_YOUR TASK_. Report every line of the listing below that contains the string "showing", copying each such line in full. Case counts.

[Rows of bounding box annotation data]

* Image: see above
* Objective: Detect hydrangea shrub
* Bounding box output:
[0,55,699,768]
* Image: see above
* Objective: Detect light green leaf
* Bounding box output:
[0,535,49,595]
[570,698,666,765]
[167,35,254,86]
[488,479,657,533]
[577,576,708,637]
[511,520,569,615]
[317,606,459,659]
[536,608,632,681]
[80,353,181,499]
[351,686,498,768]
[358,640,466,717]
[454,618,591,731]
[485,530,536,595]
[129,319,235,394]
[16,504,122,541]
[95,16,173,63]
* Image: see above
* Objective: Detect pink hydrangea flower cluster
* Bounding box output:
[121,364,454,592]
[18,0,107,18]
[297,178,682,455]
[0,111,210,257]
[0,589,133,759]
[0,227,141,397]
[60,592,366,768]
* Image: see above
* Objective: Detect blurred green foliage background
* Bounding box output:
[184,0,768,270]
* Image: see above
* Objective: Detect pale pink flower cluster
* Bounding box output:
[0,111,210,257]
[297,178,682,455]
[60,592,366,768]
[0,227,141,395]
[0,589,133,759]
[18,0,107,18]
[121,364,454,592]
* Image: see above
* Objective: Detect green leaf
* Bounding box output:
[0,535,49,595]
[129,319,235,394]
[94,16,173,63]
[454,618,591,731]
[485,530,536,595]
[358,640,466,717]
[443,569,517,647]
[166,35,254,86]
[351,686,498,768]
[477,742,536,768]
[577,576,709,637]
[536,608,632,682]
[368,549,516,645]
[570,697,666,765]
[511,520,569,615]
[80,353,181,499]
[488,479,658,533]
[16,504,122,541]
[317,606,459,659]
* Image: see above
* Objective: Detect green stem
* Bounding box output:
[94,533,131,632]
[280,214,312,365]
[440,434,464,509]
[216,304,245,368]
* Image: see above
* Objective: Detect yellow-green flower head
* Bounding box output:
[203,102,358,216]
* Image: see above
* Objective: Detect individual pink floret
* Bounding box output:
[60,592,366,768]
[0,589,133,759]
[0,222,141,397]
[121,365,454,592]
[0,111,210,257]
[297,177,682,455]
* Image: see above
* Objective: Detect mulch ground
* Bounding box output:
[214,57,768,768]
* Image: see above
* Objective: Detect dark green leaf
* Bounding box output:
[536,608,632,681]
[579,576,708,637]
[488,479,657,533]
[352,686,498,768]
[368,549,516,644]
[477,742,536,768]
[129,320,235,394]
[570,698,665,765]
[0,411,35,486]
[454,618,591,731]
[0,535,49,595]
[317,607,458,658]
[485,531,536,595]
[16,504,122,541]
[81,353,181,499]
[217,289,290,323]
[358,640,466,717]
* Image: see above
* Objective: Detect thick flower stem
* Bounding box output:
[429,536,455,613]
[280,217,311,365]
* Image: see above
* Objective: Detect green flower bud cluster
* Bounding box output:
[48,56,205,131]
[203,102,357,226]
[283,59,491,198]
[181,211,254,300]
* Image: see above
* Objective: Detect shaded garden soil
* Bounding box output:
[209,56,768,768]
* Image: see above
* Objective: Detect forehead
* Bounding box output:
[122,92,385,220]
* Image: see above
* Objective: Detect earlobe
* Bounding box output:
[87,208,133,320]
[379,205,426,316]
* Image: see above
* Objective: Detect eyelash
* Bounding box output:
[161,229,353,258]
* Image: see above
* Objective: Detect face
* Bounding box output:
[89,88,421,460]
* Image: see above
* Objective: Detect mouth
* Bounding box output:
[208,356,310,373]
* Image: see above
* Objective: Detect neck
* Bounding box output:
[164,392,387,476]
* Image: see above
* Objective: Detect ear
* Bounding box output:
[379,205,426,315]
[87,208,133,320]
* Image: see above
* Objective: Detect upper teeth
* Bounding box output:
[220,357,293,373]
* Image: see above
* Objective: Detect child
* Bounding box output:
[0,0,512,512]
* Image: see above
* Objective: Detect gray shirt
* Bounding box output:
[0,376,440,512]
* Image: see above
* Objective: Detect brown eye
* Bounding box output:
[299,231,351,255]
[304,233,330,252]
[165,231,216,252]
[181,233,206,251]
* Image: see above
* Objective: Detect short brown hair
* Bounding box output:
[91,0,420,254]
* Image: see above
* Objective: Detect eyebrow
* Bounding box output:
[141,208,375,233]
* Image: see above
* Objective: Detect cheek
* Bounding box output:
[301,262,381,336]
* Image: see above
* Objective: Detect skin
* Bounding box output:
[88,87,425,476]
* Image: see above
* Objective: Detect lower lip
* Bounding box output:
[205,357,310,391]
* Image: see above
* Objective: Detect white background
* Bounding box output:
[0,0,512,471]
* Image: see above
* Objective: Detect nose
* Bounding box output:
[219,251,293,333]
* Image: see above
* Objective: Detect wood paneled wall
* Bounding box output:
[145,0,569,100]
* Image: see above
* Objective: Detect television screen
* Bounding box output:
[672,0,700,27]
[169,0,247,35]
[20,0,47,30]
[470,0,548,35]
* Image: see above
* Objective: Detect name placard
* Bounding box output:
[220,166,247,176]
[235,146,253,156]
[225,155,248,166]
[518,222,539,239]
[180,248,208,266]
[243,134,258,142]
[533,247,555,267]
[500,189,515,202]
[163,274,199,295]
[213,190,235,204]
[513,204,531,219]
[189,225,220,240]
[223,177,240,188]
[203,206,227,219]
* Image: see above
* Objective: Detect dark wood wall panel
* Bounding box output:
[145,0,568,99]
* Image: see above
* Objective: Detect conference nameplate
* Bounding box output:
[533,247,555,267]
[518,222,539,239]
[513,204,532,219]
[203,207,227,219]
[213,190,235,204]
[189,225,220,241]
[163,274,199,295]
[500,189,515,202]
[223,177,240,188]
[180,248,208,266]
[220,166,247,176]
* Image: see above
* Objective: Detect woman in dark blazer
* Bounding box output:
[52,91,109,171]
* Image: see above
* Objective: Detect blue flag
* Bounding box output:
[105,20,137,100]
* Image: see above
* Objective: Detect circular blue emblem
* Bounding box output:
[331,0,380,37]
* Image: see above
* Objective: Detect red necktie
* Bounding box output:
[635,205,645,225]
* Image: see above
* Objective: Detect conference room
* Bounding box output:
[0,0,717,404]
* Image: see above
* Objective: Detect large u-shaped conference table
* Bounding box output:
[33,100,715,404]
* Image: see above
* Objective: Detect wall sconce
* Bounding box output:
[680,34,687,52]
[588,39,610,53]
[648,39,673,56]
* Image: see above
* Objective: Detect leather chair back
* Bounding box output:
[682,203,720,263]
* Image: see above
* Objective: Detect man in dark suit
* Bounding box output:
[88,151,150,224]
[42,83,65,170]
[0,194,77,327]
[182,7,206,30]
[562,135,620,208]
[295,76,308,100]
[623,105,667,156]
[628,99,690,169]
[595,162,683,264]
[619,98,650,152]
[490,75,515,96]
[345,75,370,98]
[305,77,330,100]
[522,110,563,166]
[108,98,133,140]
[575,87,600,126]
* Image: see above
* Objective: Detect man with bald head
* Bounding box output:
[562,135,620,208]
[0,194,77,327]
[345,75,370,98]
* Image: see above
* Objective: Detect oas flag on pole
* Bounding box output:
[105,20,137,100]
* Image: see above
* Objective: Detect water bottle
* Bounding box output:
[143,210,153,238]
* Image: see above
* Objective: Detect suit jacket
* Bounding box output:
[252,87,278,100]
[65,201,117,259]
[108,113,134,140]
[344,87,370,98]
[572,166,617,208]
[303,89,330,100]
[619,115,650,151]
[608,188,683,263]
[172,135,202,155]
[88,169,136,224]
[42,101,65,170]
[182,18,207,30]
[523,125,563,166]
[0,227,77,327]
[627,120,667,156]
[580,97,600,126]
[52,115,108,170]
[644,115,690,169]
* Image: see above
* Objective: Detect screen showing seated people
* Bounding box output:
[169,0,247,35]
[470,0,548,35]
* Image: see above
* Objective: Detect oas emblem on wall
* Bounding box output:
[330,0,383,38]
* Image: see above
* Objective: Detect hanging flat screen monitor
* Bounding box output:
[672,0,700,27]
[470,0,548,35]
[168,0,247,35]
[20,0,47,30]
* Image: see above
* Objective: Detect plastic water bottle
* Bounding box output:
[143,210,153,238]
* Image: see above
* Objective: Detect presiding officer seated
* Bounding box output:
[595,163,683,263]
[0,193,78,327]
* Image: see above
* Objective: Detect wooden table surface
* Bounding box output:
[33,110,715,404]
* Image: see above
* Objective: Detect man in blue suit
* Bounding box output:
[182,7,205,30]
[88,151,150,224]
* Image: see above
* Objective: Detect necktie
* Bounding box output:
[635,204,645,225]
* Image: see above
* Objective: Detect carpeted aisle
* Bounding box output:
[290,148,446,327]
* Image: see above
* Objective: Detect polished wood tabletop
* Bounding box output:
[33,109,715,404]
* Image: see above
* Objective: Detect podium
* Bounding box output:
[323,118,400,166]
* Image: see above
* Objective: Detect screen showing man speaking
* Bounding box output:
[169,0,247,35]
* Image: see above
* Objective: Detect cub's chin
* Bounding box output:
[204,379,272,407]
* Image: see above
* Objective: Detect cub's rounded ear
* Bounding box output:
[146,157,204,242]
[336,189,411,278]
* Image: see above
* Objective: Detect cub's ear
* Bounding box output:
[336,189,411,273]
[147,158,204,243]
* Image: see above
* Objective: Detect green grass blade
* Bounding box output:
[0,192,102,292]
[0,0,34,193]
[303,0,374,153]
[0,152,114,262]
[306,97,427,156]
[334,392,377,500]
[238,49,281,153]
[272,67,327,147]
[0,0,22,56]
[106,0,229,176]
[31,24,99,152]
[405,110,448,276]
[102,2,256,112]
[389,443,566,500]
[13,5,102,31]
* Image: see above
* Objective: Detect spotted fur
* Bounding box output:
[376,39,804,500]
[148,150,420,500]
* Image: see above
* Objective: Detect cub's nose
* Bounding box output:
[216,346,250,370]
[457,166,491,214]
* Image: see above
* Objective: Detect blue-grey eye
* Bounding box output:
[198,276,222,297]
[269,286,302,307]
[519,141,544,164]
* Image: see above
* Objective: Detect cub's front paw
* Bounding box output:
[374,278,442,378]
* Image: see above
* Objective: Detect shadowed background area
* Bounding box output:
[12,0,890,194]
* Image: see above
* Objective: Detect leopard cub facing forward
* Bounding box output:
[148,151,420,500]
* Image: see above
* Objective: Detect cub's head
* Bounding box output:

_EXERCISE RESPONSE_.
* Objective: Detect screen showing seated people
* Objective: Detect screen showing man speaking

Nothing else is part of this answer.